> _Stated problem_
Identify the line in which "Keypoint rule: one marker on every instance of the woman's" appears, then reproduce that line and all remaining lines of the records word for word.

_ _ _ _

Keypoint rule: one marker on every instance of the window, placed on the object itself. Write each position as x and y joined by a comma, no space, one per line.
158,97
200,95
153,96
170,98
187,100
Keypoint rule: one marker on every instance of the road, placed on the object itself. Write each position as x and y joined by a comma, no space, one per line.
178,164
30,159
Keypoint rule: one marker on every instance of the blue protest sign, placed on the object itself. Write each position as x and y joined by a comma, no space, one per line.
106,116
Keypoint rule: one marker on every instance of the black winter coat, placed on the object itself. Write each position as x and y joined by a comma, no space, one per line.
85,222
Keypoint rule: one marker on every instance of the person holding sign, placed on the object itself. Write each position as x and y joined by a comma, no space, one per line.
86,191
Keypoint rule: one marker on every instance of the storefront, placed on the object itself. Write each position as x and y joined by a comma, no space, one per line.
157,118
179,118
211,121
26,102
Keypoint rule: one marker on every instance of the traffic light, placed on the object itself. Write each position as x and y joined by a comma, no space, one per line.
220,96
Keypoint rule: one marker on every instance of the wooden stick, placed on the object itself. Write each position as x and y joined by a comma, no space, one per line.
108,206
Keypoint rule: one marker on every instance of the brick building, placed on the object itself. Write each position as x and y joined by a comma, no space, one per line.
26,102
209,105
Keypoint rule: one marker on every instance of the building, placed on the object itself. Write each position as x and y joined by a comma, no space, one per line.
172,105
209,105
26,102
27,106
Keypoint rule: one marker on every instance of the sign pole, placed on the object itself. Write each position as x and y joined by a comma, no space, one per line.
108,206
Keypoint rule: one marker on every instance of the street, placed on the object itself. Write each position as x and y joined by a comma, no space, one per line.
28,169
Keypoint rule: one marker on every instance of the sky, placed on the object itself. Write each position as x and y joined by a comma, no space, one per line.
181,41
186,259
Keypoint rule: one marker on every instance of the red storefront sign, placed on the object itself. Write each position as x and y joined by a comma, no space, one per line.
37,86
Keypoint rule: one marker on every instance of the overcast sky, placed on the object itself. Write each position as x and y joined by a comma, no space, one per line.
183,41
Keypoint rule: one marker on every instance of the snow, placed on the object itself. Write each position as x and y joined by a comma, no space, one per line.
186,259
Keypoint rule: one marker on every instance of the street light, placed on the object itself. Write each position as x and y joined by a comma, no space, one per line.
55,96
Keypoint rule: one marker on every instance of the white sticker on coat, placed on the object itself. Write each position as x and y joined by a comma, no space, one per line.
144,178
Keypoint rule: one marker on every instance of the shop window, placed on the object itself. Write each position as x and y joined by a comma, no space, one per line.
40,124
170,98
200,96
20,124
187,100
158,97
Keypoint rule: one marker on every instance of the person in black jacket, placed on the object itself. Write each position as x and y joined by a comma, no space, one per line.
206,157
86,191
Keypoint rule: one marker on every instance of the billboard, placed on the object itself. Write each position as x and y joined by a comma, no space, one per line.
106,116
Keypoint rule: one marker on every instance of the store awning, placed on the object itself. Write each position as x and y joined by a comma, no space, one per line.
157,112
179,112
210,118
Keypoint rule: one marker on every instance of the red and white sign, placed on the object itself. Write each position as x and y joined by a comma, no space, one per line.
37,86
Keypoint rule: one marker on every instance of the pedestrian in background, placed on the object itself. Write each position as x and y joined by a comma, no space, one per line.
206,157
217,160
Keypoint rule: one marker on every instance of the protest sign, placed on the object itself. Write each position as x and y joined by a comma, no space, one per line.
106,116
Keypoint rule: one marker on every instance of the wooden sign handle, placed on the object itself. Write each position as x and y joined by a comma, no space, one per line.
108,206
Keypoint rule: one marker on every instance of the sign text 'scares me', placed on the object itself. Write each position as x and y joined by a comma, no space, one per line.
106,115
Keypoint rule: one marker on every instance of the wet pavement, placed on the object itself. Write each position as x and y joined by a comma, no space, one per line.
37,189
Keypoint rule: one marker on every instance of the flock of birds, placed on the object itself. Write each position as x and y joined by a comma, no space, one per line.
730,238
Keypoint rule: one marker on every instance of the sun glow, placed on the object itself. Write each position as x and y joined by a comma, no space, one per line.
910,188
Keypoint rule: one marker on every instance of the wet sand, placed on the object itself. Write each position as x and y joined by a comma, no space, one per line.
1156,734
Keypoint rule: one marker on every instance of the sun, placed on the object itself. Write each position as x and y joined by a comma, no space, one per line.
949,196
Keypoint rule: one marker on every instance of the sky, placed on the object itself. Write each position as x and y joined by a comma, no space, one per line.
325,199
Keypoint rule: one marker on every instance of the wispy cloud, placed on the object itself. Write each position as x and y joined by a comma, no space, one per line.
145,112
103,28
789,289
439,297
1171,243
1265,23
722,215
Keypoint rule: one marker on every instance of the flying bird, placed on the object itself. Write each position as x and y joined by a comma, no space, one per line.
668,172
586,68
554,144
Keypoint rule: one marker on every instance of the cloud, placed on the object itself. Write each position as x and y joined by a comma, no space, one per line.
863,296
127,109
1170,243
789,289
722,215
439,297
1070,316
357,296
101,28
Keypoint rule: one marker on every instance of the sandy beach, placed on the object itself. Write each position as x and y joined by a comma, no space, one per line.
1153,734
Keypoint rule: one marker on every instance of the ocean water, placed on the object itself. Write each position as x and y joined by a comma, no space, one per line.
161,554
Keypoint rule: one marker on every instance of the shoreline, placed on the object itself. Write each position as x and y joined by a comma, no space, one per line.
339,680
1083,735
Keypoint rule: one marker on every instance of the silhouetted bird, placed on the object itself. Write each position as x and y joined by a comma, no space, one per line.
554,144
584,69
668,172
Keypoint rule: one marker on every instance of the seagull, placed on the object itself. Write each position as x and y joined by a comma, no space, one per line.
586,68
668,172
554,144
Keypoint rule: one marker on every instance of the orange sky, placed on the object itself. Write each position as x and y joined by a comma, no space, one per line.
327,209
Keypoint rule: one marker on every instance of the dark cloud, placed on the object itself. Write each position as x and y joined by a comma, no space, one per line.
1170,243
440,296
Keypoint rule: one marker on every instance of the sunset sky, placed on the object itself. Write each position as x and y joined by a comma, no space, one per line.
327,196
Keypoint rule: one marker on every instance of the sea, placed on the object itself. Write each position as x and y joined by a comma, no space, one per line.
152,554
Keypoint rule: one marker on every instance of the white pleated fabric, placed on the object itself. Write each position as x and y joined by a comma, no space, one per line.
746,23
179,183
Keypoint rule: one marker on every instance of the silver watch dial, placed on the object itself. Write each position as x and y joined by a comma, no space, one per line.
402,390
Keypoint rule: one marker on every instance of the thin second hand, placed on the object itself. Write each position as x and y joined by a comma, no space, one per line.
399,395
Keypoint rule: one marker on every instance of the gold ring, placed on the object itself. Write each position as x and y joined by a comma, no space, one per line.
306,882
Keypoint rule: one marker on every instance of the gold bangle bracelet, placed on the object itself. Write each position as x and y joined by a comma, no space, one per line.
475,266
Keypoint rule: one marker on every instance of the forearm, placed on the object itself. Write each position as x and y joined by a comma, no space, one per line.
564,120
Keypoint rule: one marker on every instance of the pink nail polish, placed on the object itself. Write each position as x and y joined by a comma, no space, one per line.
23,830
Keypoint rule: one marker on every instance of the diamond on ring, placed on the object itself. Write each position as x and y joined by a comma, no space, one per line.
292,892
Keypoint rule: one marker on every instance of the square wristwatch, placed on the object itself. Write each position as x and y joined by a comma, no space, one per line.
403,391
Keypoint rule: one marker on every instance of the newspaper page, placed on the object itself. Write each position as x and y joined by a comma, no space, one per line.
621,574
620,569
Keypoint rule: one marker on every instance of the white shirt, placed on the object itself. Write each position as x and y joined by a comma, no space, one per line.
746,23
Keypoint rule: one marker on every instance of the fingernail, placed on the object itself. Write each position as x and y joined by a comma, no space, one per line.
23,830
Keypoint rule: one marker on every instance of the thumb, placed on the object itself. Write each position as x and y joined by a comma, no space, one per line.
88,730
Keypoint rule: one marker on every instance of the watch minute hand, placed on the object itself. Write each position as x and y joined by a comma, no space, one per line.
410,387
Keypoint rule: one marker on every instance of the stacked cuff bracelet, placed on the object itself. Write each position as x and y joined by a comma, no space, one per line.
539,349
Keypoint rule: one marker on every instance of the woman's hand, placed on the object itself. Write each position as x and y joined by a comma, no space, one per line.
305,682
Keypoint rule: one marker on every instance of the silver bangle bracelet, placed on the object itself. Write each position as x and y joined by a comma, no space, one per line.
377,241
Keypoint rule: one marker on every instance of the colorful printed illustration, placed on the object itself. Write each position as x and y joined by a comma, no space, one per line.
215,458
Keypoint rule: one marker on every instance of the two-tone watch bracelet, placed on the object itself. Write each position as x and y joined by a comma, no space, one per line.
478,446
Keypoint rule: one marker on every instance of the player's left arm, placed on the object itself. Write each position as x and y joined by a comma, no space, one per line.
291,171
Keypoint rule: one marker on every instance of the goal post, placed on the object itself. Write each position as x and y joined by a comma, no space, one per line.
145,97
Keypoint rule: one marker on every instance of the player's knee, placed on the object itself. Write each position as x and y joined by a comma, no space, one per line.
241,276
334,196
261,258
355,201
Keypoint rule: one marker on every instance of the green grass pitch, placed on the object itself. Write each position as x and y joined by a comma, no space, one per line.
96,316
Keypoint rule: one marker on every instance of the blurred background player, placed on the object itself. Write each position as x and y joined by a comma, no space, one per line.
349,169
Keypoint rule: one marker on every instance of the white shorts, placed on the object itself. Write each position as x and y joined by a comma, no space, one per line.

_ _ _ _

> _Correct response_
Keypoint rule: one marker on every instance of the woman's hand, placed on the object itself. Write each position as x and y joined by a comma, no space, one per line.
305,682
Keypoint rule: one marker on every instance of the silver bangle bracelet, placed on the object itself. Write each position as x and y joined by a comma, no space, one per line.
377,241
Keypoint rule: one marker on every instance of the colorful printed illustration, placed on the object itself. Write each position as x and y joined by a comma, no space, one per line.
215,458
Keypoint rule: one marker on every instance of the two-tone watch bracelet, placed on the object itself. Write each position as x and y joined by a comma, no space, one per line.
478,446
Keypoint rule: one marker on every instance of the player's left arm, placed on the object itself. Write each position as x and y joined by a comma, no space, one per line.
291,171
Keypoint rule: one marker on every instance of the goal post, placed on the object itself. Write each position as x and y joined by a comma, no space, one per line.
145,97
Keypoint rule: one marker on every instance of the player's knee, placed on the object itself. Write each position as x and y joined by a comma, no space, one per line.
241,276
334,196
261,258
355,201
Keypoint rule: one marker on every instance of the green grass pitch, placed on the object itself. Write each position as x and y joined by a comma, no space, one per line.
96,316
Keypoint rule: one marker on every instance of the blurred background player, placed on the object itself. Write each position as x and y joined by a comma, no space, one per line.
349,169
Keypoint rule: one marker on every instance of the white shorts, placed on the object itself. Write each position as x and y joined by a comma, no space, one per line.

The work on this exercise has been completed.